:: Records

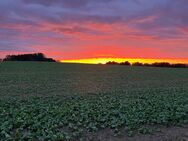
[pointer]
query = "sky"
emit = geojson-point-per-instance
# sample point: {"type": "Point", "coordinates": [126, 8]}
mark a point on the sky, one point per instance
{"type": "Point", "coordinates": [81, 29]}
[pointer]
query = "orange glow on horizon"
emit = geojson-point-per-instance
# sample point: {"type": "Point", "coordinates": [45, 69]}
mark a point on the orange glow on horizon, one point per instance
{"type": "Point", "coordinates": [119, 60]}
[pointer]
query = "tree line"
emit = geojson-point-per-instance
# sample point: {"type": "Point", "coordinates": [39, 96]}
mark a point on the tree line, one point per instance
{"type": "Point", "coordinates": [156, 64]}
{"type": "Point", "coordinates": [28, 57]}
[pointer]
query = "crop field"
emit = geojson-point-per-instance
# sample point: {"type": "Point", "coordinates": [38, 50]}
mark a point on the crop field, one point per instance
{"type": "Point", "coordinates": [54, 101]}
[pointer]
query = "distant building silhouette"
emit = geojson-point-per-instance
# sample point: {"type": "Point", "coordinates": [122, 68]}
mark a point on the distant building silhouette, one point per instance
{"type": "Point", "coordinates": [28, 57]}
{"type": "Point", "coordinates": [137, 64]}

::::
:: Records

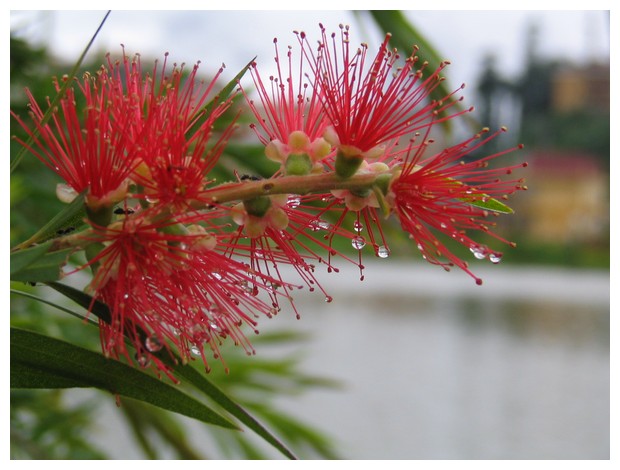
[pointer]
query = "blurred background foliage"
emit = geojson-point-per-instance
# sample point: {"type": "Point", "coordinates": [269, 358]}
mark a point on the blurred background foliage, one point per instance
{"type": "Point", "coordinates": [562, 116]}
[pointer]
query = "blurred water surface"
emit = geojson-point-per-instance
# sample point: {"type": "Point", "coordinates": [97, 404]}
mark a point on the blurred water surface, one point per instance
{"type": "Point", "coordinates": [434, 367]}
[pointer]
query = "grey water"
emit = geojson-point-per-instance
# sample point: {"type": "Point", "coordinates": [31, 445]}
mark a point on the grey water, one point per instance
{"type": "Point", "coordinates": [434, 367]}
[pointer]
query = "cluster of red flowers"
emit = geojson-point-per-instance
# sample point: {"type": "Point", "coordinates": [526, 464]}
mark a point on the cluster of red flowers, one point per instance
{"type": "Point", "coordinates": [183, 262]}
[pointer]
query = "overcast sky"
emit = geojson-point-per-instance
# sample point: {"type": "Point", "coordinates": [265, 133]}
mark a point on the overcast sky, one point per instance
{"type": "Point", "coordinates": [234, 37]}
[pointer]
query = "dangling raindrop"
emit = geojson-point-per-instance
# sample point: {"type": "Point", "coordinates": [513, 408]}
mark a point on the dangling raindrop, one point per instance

::::

▸ Work order
Tell me how many lines in the entries contain the string "sample", and give nothing besides that number.

▸ Task answer
11